++++ Dataset
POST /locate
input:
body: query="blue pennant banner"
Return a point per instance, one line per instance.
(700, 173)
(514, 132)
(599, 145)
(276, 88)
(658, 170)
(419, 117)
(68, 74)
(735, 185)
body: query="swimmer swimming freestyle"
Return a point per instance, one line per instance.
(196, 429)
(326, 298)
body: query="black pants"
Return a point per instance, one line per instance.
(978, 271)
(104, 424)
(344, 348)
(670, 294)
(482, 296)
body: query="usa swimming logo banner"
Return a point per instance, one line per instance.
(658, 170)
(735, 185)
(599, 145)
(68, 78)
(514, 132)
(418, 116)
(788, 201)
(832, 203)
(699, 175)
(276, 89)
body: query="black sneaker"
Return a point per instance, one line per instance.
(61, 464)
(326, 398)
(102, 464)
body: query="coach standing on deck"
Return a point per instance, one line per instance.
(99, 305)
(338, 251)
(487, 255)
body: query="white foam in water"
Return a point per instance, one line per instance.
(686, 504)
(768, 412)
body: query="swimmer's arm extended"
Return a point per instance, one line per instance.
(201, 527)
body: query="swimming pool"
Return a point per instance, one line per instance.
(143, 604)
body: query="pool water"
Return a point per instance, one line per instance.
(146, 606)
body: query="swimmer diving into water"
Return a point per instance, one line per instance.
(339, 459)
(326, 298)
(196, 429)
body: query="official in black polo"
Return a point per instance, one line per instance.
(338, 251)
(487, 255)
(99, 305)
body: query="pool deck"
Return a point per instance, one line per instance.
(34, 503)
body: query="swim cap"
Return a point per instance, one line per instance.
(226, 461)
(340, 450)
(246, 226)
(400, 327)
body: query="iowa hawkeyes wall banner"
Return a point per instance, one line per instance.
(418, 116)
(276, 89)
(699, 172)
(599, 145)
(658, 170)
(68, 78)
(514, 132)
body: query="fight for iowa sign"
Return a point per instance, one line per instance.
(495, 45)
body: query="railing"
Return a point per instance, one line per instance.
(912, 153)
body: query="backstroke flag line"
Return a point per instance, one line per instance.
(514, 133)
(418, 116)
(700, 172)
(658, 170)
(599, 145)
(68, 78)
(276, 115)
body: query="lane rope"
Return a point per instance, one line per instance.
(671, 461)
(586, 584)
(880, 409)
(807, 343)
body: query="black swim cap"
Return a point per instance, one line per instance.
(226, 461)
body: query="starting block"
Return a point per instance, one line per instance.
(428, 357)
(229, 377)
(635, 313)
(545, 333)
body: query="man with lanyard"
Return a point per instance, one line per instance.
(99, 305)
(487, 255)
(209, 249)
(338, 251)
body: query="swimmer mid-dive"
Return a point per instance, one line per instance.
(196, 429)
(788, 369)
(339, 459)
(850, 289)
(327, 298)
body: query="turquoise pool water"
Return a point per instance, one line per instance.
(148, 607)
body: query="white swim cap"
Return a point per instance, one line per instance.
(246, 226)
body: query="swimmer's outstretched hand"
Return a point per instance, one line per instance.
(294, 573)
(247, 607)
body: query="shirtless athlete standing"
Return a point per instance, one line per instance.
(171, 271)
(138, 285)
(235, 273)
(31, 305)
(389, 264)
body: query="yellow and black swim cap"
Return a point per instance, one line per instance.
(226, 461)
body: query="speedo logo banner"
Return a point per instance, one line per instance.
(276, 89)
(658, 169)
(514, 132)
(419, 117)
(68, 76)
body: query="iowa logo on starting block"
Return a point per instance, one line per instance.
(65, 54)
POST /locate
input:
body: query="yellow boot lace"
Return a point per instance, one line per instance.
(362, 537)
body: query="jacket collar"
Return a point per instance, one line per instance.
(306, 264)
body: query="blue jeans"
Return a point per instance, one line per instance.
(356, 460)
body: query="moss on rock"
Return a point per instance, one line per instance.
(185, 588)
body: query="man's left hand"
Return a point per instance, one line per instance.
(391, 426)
++++++++
→ Task directions
Exactly reproduce the lines that run from the line with "and black swim" through the last line of the records, inclusive.

→ Final result
body: query="yellow and black swim cap"
Return a point per instance, one line per instance.
(226, 461)
body: query="speedo logo banner"
Return a point per instance, one line per instance.
(276, 89)
(658, 169)
(514, 132)
(419, 117)
(68, 76)
body: query="iowa logo on starting block"
Return a point per instance, one line per instance.
(65, 54)
POST /locate
input:
body: query="yellow boot lace"
Return a point per instance, one line per instance.
(362, 537)
body: query="jacket collar"
Return a point per instance, one line per instance.
(306, 264)
body: query="blue jeans"
Return a point per instance, one line per instance.
(356, 460)
body: query="moss on rock"
Return a point per instance, one line per instance.
(185, 588)
body: query="man's left hand"
Return a point per instance, one line per instance.
(391, 426)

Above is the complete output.